##### EXERCISE INPUT

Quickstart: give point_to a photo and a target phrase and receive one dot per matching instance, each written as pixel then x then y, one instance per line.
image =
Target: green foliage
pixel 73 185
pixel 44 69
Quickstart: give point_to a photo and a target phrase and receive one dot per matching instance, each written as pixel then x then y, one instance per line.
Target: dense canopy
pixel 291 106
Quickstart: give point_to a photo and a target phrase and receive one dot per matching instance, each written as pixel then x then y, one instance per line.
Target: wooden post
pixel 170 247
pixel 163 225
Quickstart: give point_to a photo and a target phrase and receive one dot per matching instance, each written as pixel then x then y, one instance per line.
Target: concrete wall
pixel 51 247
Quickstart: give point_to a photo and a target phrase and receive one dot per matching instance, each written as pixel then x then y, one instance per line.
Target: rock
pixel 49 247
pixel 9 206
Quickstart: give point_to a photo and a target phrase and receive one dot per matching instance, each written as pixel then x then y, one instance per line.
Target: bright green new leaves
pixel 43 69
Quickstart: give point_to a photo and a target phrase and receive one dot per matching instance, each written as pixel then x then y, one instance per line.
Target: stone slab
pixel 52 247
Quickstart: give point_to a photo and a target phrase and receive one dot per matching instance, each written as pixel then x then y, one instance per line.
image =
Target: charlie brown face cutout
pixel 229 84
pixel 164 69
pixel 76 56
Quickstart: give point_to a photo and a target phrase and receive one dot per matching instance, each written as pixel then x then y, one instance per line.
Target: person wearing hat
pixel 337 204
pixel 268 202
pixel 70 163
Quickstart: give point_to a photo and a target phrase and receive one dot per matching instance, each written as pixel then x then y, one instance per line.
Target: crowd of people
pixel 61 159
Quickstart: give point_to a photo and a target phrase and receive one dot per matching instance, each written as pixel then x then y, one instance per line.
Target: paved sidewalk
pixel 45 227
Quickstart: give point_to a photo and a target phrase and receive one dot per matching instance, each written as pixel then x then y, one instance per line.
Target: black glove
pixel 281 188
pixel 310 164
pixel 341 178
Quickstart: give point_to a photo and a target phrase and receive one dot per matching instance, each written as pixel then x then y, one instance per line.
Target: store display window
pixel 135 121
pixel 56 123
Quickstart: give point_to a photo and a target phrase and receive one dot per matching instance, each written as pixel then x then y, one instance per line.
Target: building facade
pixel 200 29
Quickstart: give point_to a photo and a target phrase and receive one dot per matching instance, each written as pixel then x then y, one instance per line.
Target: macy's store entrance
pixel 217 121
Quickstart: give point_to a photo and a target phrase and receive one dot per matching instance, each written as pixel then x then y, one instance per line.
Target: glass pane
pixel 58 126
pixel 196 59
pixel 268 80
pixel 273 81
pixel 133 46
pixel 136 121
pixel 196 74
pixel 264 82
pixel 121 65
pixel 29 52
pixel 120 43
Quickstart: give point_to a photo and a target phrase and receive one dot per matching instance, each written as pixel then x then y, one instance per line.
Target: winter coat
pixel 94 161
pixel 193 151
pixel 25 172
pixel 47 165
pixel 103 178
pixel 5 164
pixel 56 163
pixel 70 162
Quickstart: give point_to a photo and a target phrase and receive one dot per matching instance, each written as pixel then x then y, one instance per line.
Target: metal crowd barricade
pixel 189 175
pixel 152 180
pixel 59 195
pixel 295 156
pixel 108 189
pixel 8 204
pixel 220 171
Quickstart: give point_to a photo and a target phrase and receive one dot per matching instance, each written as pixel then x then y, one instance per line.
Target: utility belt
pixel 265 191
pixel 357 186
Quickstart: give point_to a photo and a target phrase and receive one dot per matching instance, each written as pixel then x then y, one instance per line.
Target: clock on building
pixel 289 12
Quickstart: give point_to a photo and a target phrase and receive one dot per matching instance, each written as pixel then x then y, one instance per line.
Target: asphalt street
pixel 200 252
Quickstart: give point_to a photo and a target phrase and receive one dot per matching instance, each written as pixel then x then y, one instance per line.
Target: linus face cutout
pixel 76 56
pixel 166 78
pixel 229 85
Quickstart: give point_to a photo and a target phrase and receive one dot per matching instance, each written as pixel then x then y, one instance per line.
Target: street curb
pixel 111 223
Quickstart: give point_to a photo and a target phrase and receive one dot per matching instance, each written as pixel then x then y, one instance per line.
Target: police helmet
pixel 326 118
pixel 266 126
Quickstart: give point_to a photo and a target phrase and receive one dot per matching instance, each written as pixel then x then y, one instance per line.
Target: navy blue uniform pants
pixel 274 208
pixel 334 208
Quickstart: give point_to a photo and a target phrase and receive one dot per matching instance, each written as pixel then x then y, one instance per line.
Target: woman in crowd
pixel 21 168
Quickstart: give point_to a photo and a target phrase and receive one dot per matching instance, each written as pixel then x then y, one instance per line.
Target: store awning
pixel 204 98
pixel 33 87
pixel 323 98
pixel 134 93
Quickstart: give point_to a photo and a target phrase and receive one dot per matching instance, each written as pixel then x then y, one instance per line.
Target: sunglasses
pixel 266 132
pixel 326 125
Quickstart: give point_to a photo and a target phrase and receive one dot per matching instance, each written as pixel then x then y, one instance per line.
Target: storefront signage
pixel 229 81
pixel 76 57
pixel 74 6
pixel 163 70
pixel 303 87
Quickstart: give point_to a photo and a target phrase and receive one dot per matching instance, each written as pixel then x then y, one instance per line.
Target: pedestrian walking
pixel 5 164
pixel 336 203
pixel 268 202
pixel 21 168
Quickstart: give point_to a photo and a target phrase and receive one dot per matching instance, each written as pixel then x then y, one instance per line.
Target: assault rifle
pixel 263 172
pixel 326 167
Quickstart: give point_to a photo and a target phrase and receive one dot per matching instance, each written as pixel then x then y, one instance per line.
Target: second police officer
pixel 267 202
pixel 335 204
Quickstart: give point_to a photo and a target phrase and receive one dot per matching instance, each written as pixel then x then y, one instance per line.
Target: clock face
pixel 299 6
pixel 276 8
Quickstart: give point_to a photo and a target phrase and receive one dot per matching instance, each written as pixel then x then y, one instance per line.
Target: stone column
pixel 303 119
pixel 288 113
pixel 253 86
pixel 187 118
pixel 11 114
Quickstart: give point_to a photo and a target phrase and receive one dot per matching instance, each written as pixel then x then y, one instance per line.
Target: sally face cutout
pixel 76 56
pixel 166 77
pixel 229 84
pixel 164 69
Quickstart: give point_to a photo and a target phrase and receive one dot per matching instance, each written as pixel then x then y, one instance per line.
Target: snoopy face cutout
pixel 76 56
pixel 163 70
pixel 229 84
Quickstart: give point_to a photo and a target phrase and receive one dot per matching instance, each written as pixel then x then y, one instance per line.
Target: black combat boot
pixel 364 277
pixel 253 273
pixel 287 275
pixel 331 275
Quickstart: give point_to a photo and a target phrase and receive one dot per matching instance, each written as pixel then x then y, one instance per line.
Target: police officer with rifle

##########

Repeat each record word for word. Do not leave any out.

Quickstart: give point_to a photo and a target phrase and receive one dot per matching instance, each written as pixel then x then y, one instance per line.
image =
Target: green foliage
pixel 73 185
pixel 44 69
Quickstart: give point_to a photo and a target phrase and receive one dot per matching instance, each written as pixel then x then y, one instance per line.
Target: dense canopy
pixel 291 106
Quickstart: give point_to a photo and a target phrase and receive one dot per matching instance, each written as pixel then x then y, one instance per line.
Target: wooden post
pixel 170 247
pixel 163 225
Quickstart: give point_to a photo and a target phrase and receive one dot per matching instance, each written as pixel then x then y, one instance per line.
Target: concrete wall
pixel 51 247
Quickstart: give point_to a photo and a target phrase and receive one dot per matching instance, each written as pixel then x then y, one instance per line.
Target: rock
pixel 49 247
pixel 9 206
Quickstart: give point_to a photo and a target phrase and receive one dot per matching instance, each written as pixel then x then y, one instance per line.
Target: bright green new leaves
pixel 43 69
Quickstart: give point_to a photo and a target phrase and receive one dot per matching instance, each written as pixel then x then y, one instance per line.
Target: stone slab
pixel 52 247
Quickstart: give point_to a photo and a target phrase and receive one dot per matching instance, each written as pixel then x then y, one instance per line.
image =
Target: charlie brown face cutout
pixel 229 84
pixel 164 69
pixel 76 56
Quickstart: give point_to a photo and a target phrase and receive one dot per matching instance, each written as pixel then x then y, one instance per line.
Target: person wearing hat
pixel 337 204
pixel 268 202
pixel 70 163
Quickstart: give point_to a photo and a target phrase and receive one dot per matching instance, each written as pixel then x then y, one instance per line.
Target: crowd of people
pixel 61 159
Quickstart: give point_to a photo and a target phrase and receive one dot per matching instance, each written as pixel then x then y, one instance per line.
Target: paved sidewalk
pixel 45 227
Quickstart: give point_to a photo and a target phrase and receive one dot per matching instance, each written as pixel then x then y, one instance per line.
Target: black glove
pixel 281 188
pixel 310 164
pixel 341 178
Quickstart: give point_to a photo and a target phrase and receive one dot per matching instance, each written as pixel then x then y, one instance per line.
Target: store display window
pixel 135 121
pixel 56 123
Quickstart: give point_to a photo and a target phrase and receive one dot per matching instance, each written as pixel then x then y, one instance per line.
Target: building facade
pixel 200 29
Quickstart: give point_to a photo and a target phrase and receive one dot per matching instance, each written as pixel then x then y, one instance per line.
Target: macy's store entrance
pixel 217 121
Quickstart: give point_to a photo and a target phrase and receive one dot per matching instance, each written as pixel then x then y, one instance per line.
Target: glass pane
pixel 58 126
pixel 196 59
pixel 268 80
pixel 273 81
pixel 133 46
pixel 136 121
pixel 196 74
pixel 264 82
pixel 121 65
pixel 29 52
pixel 120 43
Quickstart: give point_to a photo and a target phrase and receive one dot per matching instance, each written as pixel then x then y, one instance per line.
Target: winter coat
pixel 94 161
pixel 193 151
pixel 25 172
pixel 47 165
pixel 103 178
pixel 5 164
pixel 56 163
pixel 70 162
Quickstart: give point_to a photo and a target phrase and receive one dot per matching instance, each written as pixel then x then y, one instance per line.
Target: metal crowd barricade
pixel 189 175
pixel 152 180
pixel 59 195
pixel 295 156
pixel 108 189
pixel 8 204
pixel 220 171
Quickstart: give point_to a photo and a target phrase and receive one dot per matching instance, each written as pixel then x then y, one instance per line.
Target: utility belt
pixel 265 191
pixel 357 186
Quickstart: give point_to a photo and a target phrase and receive one dot per matching instance, each written as pixel then x then y, one instance per line.
Target: clock on building
pixel 289 12
Quickstart: give point_to a photo and a target phrase and receive one dot per matching instance, each written as pixel then x then y, one instance per line.
Target: asphalt street
pixel 200 252
Quickstart: give point_to a photo and a target phrase and receive one dot per matching instance, each written as pixel then x then y, one instance per line.
Target: linus face cutout
pixel 76 56
pixel 166 78
pixel 229 85
Quickstart: give point_to a photo and a target phrase and receive one dot per matching instance, each written as pixel then x then y, one instance per line.
Target: street curb
pixel 111 223
Quickstart: give point_to a photo and a target phrase and receive one dot per matching instance, each written as pixel then x then y, one instance per line.
Target: police helmet
pixel 326 118
pixel 266 126
Quickstart: give point_to a photo and a target phrase and receive one dot per matching instance, each written as pixel then x then y, one instance per line.
Target: navy blue uniform pants
pixel 274 208
pixel 334 208
Quickstart: give point_to a photo and a target phrase and receive one dot per matching instance, each written as pixel then x then y, one instance per line.
Target: woman in crowd
pixel 21 168
Quickstart: give point_to a photo and a target phrase and receive one dot per matching instance, each written as pixel then x then y, one instance per line.
Target: store awning
pixel 204 98
pixel 33 87
pixel 323 98
pixel 134 93
Quickstart: give point_to a photo and a target phrase and receive one dot per matching instance, each written as pixel then x then y, one instance per line.
Target: sunglasses
pixel 266 132
pixel 326 125
Quickstart: give point_to a photo and a target phrase and receive one dot per matching instance, each written as pixel then x then y, one instance per line.
Target: storefront signage
pixel 229 81
pixel 76 57
pixel 74 6
pixel 163 70
pixel 303 87
Quickstart: give point_to a photo and a target phrase and receive one dot per matching instance, each written as pixel then x then y, one instance per line.
Target: pedestrian walking
pixel 5 164
pixel 336 203
pixel 268 202
pixel 21 168
Quickstart: give point_to a photo and a target phrase and receive one dot per matching instance, each written as pixel then x then y, one instance per line.
Target: assault rifle
pixel 263 172
pixel 326 167
Quickstart: give point_to a photo and a target phrase and receive one dot per matching instance, each written as pixel then x then y, one instance per line.
Target: second police officer
pixel 267 202
pixel 335 204
Quickstart: give point_to a photo and a target phrase and receive one dot per matching instance, each written as pixel then x then y, one instance per line.
Target: clock face
pixel 299 6
pixel 276 8
Quickstart: give point_to a photo and a target phrase and receive one dot per matching instance, each written as pixel then x then y, one instance per line.
Target: stone column
pixel 303 119
pixel 288 113
pixel 253 86
pixel 187 118
pixel 11 114
Quickstart: give point_to a photo and a target phrase and receive one dot per matching instance, each written as pixel then x then y, one instance per line.
Target: sally face cutout
pixel 76 56
pixel 166 77
pixel 229 84
pixel 164 69
Quickstart: give point_to a photo and a target phrase and receive one dot per matching instance, each written as pixel then x then y, one instance per line.
Target: snoopy face cutout
pixel 76 56
pixel 163 70
pixel 229 84
Quickstart: give point_to a photo and a target phrase and receive one dot per matching instance, each written as pixel then x then y, one instance per line.
Target: black combat boot
pixel 364 277
pixel 253 273
pixel 287 275
pixel 331 275
Quickstart: give point_to a photo and a target phrase and receive one dot per matching instance, each written as pixel then x then y, one instance per line.
Target: police officer with rifle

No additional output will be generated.